## [Written task]
Rescale the lines starting at the one that has "Coach wants every white" and running through the last line, copying every one of them in full with the requests included. Multiply each bounding-box coordinate in the answers by 0.9 and round to a whole number, rounding halves up.

## [Records]

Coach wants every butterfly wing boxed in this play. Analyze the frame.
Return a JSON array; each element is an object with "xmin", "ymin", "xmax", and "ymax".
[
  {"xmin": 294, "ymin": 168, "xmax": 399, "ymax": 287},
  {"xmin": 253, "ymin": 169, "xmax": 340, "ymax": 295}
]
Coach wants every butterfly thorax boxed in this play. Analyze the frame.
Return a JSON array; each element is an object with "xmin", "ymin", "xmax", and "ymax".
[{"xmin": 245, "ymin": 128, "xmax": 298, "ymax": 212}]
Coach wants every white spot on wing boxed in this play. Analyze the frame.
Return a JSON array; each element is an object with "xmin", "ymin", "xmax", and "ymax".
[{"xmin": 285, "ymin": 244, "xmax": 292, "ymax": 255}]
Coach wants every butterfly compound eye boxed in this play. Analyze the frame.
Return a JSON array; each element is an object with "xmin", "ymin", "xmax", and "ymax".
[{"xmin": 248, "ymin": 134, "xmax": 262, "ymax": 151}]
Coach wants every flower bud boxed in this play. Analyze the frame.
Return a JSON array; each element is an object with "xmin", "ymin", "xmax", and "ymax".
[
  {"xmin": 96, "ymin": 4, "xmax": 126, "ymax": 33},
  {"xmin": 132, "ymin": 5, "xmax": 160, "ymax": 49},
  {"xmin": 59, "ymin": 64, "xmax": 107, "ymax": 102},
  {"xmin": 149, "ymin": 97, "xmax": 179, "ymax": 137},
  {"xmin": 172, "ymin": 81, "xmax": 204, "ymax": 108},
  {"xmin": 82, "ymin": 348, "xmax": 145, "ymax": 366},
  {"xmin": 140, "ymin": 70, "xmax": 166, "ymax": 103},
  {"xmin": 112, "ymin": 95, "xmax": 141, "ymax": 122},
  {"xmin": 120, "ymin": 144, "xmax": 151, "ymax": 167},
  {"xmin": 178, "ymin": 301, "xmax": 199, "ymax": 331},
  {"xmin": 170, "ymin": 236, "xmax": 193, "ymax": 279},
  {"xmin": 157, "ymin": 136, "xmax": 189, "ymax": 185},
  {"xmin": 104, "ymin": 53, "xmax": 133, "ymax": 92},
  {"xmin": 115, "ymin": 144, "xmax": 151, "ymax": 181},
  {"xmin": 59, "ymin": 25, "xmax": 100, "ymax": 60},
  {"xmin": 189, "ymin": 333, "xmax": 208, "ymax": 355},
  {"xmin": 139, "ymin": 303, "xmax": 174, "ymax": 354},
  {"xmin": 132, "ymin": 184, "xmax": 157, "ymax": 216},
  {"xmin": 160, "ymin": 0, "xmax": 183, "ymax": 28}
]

## [Result of this task]
Coach wants every white spot on wing boxed in this play. Analyze the frame.
Return a JSON array; each element is an object with "xmin", "ymin", "xmax", and "ymax".
[{"xmin": 257, "ymin": 220, "xmax": 263, "ymax": 230}]
Coach wants every butterfly compound eye boxed in this play. Analyze the frame.
Return a JSON array; each element is an object with "xmin", "ymin", "xmax", and "ymax".
[{"xmin": 223, "ymin": 121, "xmax": 236, "ymax": 136}]
Coach wants every flower bud boxed in this play. Analyze the frame.
Return a JSON array; each element is an object with "xmin", "ymin", "xmax", and "ymax".
[
  {"xmin": 86, "ymin": 4, "xmax": 113, "ymax": 30},
  {"xmin": 119, "ymin": 5, "xmax": 144, "ymax": 44},
  {"xmin": 53, "ymin": 58, "xmax": 96, "ymax": 92},
  {"xmin": 134, "ymin": 87, "xmax": 161, "ymax": 123},
  {"xmin": 155, "ymin": 73, "xmax": 184, "ymax": 97},
  {"xmin": 74, "ymin": 313, "xmax": 131, "ymax": 329},
  {"xmin": 126, "ymin": 63, "xmax": 149, "ymax": 93},
  {"xmin": 101, "ymin": 86, "xmax": 127, "ymax": 110},
  {"xmin": 108, "ymin": 130, "xmax": 136, "ymax": 150},
  {"xmin": 160, "ymin": 271, "xmax": 179, "ymax": 298},
  {"xmin": 153, "ymin": 212, "xmax": 174, "ymax": 251},
  {"xmin": 141, "ymin": 122, "xmax": 170, "ymax": 167},
  {"xmin": 94, "ymin": 48, "xmax": 120, "ymax": 83},
  {"xmin": 104, "ymin": 130, "xmax": 136, "ymax": 163},
  {"xmin": 53, "ymin": 23, "xmax": 90, "ymax": 54},
  {"xmin": 170, "ymin": 300, "xmax": 187, "ymax": 320},
  {"xmin": 125, "ymin": 273, "xmax": 157, "ymax": 319},
  {"xmin": 119, "ymin": 166, "xmax": 141, "ymax": 194},
  {"xmin": 144, "ymin": 0, "xmax": 165, "ymax": 25}
]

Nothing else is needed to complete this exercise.